WRITTEN REQUEST A
Reproduce the rows below without any change, from the line containing "Select all occurrences of operator seat." up to and including the line containing "[153,268,462,474]".

EXTRACT TO READ
Begin
Agent Phillips stated he provided the magistrate judge with these facts in seeking the search warrant and informed the judge Keith Buffkin was a cooperating witness, not a confidential informant. Id. at 52, 57-59.

Plea counsel moved to strike Agent Phillips's account of the information received from the confidential informant as hearsay and for dismissal or a continuance to allow him to investigate the informant. Id. at 39-40, 66. Plea counsel then moved to quash the search warrant for lack of probable cause and argued:

This search warrant was issued on a total stranger's statement that he purchased crack cocaine from Gutter. There's no reason to believe that person, that person had never been asked to tell the truth before, they'd never relied on that person before. There's no reason that that statement from that person would rise to probable cause to issue a search warrant on behalf of the Magistrate. Secondly, the Magistrate was told that Henry Lee Kinlaw was positively identified by Mr. Buffkin. Wells, Your Honor, . . . that's the most suggestive photo lineup I've ever heard of. They showed him one photo and said, is this him. . . . Then, lastly, Your Honor, the drug dog sniff . . . I believe we have the absolute right to have any evidence on the drug dog sniff excluded and therefore it shouldn't have not been included in
their request for probably cause by the Magistrate. . . . [T]he case of Florida v. Jardines, which came out in March of 2013, clearly suggests that drug dog sniffs on the exterior of an abode, a residence, an apartment, a hotel room, is a violation of the occupant or the owner or the tenant's constitutional rights.

. . . .

[S]o, Judge, three major bases for the . . . search warrant. If you'll look at them each on their own, I believe that not only are they - - were the improper evidence collected, but they should not indicate probable cause, in fact, the opposite. We've got a total stranger that's got no reason . . . to believe, says Gutter did it. We've got an improper photo lineup that identifies Henry Lee Kinlaw and then we've got an improper drug dog sniff on the exterior of the hotel room door. Those were the major bases for the request for the search warrant. Based on that, Your Honor, I believe that the Magistrate should've found no probable cause and not issued a search warrant.
End
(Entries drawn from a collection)
Begin
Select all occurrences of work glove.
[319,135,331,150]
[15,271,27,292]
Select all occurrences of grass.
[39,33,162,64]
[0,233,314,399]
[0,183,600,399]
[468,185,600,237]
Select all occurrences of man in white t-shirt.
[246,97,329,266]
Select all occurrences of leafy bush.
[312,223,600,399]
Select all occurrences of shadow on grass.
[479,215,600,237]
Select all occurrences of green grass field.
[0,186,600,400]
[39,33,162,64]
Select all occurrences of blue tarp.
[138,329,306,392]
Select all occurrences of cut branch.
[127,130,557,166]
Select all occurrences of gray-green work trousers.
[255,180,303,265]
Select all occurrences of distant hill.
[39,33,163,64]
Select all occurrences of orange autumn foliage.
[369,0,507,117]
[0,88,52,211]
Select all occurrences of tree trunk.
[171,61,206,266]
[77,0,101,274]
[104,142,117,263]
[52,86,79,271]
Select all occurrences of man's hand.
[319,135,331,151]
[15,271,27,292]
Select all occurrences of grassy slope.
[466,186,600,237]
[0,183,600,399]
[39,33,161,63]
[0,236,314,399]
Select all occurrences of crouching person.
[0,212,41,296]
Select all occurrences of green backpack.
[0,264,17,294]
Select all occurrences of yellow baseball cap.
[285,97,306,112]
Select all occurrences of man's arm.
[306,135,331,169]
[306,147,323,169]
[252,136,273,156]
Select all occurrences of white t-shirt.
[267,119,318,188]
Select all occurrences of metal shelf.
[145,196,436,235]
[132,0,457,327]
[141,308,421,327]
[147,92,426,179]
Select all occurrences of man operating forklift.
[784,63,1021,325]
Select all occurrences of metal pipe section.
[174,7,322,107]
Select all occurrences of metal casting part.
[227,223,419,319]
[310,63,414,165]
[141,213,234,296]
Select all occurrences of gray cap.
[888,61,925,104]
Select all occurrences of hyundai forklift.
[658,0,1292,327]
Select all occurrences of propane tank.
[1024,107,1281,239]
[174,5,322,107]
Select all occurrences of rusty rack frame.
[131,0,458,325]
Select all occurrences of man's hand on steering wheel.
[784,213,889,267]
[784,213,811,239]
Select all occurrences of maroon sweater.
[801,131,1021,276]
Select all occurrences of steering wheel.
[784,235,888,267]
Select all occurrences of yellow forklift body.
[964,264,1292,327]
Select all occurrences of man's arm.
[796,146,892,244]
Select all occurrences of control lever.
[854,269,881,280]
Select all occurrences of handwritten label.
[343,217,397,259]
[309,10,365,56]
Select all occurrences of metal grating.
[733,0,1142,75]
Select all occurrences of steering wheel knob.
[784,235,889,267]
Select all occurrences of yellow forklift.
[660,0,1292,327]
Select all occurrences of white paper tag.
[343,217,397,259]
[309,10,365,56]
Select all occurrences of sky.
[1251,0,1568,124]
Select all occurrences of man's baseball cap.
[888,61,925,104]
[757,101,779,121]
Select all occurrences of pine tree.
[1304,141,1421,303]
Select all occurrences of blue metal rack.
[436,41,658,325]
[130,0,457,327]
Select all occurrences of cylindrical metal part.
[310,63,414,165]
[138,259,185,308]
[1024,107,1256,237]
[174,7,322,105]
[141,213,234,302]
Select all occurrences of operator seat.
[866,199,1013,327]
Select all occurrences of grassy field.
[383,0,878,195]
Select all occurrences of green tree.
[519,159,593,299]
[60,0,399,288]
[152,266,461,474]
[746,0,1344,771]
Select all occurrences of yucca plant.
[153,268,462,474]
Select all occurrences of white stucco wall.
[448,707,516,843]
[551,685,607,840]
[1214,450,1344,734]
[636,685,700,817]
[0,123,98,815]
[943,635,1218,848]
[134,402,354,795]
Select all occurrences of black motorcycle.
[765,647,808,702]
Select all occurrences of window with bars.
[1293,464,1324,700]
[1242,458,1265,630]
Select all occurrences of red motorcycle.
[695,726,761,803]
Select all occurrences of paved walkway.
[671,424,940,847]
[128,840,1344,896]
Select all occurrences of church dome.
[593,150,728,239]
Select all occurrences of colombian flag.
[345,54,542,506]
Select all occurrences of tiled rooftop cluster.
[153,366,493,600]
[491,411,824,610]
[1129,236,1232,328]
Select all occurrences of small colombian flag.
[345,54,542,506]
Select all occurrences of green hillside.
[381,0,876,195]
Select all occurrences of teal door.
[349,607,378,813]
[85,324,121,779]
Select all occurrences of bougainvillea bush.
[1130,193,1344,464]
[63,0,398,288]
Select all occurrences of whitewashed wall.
End
WRITTEN REQUEST B
Write out the search warrant passage word for word, from "Agent Phillips stated" up to and including "at 52, 57-59.".

EXERCISE RESULT A
Select all occurrences of operator seat.
[866,199,1013,327]
Select all occurrences of grassy field.
[383,0,878,195]
Select all occurrences of green tree.
[519,159,593,299]
[60,0,399,288]
[152,266,461,474]
[746,0,1344,771]
Select all occurrences of yucca plant.
[153,268,462,474]

EXERCISE RESULT B
Agent Phillips stated he provided the magistrate judge with these facts in seeking the search warrant and informed the judge Keith Buffkin was a cooperating witness, not a confidential informant. Id. at 52, 57-59.